_What to produce:_
Look in the data below for the line that contains "Pass the picture above and point out the destroyed". Copy that line and the remaining lines exactly.

Named object pointing entries

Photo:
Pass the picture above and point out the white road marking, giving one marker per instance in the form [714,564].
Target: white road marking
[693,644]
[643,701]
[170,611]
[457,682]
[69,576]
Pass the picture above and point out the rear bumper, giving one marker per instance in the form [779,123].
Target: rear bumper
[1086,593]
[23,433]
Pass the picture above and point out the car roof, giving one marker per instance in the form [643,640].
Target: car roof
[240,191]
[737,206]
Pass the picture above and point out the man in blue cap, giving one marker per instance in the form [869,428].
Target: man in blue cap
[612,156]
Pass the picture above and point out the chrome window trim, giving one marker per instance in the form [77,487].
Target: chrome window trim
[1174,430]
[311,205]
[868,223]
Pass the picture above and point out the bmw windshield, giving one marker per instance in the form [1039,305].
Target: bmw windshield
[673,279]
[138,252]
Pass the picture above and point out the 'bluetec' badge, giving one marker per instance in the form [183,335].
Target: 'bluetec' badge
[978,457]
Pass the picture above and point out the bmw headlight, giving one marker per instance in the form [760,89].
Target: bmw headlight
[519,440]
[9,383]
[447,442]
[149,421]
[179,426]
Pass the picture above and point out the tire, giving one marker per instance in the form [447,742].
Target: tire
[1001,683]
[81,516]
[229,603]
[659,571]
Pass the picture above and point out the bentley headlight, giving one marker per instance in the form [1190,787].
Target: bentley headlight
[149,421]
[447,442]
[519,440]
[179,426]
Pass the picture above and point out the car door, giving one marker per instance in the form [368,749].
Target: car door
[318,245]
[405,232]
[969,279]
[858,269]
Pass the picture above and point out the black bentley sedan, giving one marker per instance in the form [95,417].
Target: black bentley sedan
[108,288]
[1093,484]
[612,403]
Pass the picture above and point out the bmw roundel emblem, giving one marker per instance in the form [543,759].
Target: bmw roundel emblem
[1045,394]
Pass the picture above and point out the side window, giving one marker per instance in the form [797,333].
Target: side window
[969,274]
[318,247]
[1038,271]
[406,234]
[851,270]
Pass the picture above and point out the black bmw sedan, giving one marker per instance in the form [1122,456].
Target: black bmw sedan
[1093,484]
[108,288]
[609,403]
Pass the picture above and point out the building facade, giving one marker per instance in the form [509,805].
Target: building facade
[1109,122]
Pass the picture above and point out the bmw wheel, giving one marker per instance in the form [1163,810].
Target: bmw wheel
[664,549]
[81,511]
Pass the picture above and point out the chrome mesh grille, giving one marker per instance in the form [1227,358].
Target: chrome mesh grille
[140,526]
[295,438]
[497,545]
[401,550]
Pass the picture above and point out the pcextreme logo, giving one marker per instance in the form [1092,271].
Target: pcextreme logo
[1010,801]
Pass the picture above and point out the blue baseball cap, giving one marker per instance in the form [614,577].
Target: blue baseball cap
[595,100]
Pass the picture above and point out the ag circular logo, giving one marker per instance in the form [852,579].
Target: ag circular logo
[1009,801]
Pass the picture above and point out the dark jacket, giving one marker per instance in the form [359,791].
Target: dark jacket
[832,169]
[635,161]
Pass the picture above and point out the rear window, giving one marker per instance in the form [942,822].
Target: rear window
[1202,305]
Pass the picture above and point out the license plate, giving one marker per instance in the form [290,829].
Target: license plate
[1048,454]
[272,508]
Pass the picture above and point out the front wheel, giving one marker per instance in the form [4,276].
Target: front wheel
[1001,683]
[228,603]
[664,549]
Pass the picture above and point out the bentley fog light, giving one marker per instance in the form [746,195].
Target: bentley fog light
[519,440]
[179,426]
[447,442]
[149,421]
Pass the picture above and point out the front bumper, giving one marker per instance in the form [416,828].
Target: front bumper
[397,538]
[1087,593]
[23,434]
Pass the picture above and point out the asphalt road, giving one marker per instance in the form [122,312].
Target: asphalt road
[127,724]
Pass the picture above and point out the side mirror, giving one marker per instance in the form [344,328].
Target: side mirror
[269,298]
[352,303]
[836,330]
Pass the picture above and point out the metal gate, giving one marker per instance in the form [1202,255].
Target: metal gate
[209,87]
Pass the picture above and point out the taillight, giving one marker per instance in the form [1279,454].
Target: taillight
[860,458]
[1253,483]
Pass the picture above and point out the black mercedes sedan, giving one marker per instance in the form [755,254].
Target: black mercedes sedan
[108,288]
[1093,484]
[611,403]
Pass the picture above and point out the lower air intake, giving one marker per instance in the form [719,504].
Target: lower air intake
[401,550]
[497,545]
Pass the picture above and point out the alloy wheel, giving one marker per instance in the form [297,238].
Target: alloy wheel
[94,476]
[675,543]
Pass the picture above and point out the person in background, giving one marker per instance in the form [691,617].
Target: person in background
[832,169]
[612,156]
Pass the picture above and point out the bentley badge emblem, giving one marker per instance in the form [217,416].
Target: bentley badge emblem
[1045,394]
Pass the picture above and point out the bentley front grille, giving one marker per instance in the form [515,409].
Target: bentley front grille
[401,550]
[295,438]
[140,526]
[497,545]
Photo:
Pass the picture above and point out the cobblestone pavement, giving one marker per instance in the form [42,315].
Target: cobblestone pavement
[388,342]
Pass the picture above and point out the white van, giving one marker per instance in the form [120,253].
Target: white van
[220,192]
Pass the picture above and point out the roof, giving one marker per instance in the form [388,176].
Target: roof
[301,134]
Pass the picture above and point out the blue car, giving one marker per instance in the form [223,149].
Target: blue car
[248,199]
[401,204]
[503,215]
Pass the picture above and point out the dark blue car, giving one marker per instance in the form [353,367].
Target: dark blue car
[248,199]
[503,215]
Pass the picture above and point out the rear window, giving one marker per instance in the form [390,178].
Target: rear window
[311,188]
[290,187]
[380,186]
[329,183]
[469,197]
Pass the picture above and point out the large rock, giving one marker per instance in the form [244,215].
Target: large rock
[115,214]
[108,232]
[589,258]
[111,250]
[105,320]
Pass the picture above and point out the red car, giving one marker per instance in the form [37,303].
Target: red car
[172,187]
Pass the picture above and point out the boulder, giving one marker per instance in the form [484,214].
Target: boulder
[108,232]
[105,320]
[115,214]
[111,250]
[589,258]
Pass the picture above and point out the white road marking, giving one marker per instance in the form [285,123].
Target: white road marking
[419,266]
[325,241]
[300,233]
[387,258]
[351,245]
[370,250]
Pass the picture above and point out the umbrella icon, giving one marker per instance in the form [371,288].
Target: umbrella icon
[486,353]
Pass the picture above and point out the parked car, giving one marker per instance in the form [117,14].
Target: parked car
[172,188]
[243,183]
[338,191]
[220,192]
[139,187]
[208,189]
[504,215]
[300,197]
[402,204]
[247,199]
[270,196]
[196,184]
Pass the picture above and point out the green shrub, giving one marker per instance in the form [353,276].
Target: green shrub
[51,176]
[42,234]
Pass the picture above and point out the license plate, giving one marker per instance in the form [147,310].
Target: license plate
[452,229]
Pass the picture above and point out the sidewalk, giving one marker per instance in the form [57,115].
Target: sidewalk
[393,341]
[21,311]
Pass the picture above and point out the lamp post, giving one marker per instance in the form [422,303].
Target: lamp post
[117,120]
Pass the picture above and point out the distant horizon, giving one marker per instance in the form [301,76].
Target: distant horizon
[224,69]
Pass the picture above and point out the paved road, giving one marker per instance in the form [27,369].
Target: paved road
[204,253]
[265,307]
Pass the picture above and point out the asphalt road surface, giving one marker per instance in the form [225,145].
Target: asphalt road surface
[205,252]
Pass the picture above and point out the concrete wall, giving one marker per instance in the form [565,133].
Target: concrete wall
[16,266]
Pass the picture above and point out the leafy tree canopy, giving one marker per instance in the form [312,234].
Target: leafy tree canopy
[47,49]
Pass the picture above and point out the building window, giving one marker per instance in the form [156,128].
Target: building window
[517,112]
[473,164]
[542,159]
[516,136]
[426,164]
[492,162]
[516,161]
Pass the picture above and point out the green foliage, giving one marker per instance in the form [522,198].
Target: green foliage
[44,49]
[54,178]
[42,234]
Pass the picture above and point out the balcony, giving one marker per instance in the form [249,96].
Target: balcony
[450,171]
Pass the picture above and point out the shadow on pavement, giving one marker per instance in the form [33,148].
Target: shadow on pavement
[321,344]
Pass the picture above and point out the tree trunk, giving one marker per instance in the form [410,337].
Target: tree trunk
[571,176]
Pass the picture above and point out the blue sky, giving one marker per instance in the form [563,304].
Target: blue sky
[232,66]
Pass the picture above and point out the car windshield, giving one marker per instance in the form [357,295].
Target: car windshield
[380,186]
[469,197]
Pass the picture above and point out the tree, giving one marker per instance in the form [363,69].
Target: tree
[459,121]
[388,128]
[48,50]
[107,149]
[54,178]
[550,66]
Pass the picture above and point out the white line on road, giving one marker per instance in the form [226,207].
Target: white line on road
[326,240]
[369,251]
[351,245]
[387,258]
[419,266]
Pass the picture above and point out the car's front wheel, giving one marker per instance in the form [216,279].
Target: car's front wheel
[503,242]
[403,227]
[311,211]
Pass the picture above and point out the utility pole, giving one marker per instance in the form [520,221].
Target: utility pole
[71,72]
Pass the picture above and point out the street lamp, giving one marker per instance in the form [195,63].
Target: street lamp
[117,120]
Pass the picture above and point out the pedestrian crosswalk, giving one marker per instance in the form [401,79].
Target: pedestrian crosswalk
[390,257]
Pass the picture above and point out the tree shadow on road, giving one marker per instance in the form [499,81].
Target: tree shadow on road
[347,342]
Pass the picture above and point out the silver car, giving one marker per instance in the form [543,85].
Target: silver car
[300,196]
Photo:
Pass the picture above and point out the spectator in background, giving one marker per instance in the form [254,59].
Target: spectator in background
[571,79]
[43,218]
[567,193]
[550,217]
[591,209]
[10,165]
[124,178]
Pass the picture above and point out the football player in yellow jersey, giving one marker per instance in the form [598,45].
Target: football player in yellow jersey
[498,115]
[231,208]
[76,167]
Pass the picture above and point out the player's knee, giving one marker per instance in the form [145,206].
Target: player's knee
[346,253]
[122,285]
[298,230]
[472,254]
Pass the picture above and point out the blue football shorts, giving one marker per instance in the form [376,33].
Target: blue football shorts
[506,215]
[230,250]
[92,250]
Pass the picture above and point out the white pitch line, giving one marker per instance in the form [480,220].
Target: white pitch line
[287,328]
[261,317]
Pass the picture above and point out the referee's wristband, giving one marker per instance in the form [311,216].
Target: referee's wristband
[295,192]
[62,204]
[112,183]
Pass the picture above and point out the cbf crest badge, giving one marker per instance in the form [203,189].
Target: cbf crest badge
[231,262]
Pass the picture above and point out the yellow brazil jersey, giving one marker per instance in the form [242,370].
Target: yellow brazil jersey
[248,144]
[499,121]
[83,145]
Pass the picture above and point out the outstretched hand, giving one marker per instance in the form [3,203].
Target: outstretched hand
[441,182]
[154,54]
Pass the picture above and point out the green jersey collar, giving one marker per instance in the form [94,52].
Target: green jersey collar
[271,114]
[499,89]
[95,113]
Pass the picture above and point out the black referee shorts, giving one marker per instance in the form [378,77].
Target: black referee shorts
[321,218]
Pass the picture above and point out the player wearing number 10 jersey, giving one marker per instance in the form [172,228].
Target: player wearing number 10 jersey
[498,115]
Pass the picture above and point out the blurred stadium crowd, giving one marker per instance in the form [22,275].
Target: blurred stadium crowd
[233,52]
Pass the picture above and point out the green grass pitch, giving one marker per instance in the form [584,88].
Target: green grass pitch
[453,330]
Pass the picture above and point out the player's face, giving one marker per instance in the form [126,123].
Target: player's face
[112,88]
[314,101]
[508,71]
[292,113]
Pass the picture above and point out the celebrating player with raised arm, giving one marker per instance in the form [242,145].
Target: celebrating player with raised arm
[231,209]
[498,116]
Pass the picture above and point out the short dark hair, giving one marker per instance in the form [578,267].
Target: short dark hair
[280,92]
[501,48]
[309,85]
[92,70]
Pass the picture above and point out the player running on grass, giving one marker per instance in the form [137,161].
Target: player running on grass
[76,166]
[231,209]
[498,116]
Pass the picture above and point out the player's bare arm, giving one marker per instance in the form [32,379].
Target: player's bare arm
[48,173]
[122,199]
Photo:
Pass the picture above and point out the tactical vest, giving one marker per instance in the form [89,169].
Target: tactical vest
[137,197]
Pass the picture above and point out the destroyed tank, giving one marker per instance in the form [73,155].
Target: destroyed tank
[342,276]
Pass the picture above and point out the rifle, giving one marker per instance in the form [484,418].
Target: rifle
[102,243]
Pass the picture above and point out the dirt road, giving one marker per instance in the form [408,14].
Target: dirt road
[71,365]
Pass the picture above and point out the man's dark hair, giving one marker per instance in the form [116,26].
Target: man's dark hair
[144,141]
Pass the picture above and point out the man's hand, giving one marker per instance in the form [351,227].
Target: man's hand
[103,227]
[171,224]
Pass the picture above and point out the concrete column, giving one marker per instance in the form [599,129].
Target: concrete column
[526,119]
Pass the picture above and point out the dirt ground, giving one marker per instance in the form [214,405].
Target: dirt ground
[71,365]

_Exercise output:_
Pass the picture above and point out the destroyed tank, giving one marker per instance in the form [73,155].
Target: destroyed tank
[342,276]
Pass the picture above and point out the rifle, giving one marker per instance in the form [484,418].
Target: rifle
[102,243]
Pass the picture above and point out the dirt road, giving one marker per instance in the form [408,14].
Target: dirt road
[71,365]
Pass the picture above and point out the man's dark hair, giving one marker per instance in the form [116,26].
Target: man's dark hair
[144,141]
Pass the picture above and point out the man's hand, giving one marker per instance in the form [351,227].
Target: man's hand
[103,227]
[171,224]
Pass the picture above and point out the concrete column, giving one marker per instance in the form [599,129].
Target: concrete column
[526,119]
Pass the picture above and point out the dirt ground, giving one marker per instance in the form [214,405].
Target: dirt ground
[71,365]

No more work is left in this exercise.